*Text shown*.
Q1
|
|
Refer to the article Exposure to Scientific Theories Affects Women’s Math Performance by Ilan Dar-Nimrod
and Steven J. Heine. You can find the article
in the .pdf file [link]. The file contains -- courtesy of the first author -- the
pre- and post-manipulation mathematics scores on which the article is based, along
with some supplementary material (and analyses and notes from JH). If you have trouble
extracting the data from the pdf file, they, and some SAS code, can also be found
in this text file [link].
The analyses done by JH at the end of this .pdf file used the data from all 4 groups.
For this assignment, restrict attention to two groups i.e. the 'ND vs. S' comparison,
and redo the requested analyses 'from scratch'. Note that for some portions below,
rather than work with the raw math1 scores, it may be easier to work with 'centered'
math1 scores (JH called the variable math1c) whose average across the combined
ND and S groups is 0. He got these by first obtaining the overall math1 mean in the
two groups combined, and subtracting this mean from each individual's math1 score.
a. Check 'how well the randomization worked' by computing the mean pre-manipulation
math score in each of these two groups, and the difference of the two means. On this
basis, which of the two groups has an 'math advantage' even before the manipulation?
b. Compute the mean and SD of the post-manipulation math scores in each of
these two groups, and the (crude) difference of the two means. By hand, compute the
t-statistic (common variance version). Verify your calculation by running the t-test
in your favourite statistical package {it is called TTEST in SAS and ttest (or
the immediate form ttesti) in Stata}. Comment on the p-value [ or the CI for
the difference in means ].
c. As suggested by some, 'level the playing field' by working with the post-minus-pre
difference in math scores rather than the post-manipulation scores you used in (b),
i.e. repeat step (b) but using the change scores. Comment on the p-value.

*Tasks to carry out*.
• A. Retype the stretch of the statistics assignment from "b. Compute the" through "in means ].".
• B. Gather every line of the records below that contains the string "stem".

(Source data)

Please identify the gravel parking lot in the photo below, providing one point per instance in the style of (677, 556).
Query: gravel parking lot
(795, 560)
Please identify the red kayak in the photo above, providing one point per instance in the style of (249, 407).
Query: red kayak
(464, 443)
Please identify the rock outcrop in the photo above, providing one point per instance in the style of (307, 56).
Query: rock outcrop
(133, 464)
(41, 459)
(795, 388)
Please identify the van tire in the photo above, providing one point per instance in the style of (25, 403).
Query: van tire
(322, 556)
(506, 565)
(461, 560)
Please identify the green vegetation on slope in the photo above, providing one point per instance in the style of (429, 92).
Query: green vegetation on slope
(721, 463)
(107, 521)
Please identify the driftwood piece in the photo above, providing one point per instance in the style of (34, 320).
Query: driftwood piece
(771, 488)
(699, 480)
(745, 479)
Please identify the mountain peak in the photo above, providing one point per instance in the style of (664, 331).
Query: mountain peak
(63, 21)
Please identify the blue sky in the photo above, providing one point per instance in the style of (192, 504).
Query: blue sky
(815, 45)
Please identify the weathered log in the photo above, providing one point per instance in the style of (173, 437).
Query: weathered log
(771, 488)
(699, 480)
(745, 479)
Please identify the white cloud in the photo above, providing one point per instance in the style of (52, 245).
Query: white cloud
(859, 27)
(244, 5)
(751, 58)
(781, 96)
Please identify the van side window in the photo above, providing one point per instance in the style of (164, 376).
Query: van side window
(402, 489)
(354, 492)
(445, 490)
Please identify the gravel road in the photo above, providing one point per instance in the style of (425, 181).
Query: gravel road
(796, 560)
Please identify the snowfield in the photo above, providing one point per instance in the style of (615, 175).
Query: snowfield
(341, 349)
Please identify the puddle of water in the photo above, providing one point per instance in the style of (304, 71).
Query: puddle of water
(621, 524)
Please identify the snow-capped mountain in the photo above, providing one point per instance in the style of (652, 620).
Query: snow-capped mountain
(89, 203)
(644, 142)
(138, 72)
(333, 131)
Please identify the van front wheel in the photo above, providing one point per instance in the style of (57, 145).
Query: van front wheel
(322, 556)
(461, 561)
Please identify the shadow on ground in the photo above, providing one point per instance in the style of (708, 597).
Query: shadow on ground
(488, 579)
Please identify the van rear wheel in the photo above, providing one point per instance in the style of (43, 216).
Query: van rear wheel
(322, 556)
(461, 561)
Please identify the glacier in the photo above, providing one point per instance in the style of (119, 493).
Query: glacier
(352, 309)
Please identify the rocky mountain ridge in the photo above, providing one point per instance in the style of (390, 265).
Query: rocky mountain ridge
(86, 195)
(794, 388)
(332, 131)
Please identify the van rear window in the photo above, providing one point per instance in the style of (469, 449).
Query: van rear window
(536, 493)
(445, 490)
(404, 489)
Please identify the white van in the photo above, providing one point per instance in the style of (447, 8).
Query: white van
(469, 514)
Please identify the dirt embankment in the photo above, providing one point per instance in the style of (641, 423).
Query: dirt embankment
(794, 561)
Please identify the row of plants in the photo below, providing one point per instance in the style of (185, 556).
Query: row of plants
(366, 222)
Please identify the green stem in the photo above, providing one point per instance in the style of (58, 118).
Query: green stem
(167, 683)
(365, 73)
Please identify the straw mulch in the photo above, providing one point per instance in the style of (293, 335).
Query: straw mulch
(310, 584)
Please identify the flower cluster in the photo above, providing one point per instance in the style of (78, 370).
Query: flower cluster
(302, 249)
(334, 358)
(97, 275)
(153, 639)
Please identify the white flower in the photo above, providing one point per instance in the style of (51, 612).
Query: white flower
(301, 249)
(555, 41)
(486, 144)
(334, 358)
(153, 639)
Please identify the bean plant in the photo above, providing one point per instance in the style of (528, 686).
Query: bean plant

*Expected outputs*.
• A.
b. Compute the mean and SD of the post-manipulation math scores in each of
these two groups, and the (crude) difference of the two means. By hand, compute the
t-statistic (common variance version). Verify your calculation by running the t-test
in your favourite statistical package {it is called TTEST in SAS and ttest (or
the immediate form ttesti) in Stata}. Comment on the p-value [ or the CI for
the difference in means ].

• B.
Please identify the green stem in the photo above, providing one point per instance in the style of (58, 118).
Query: green stem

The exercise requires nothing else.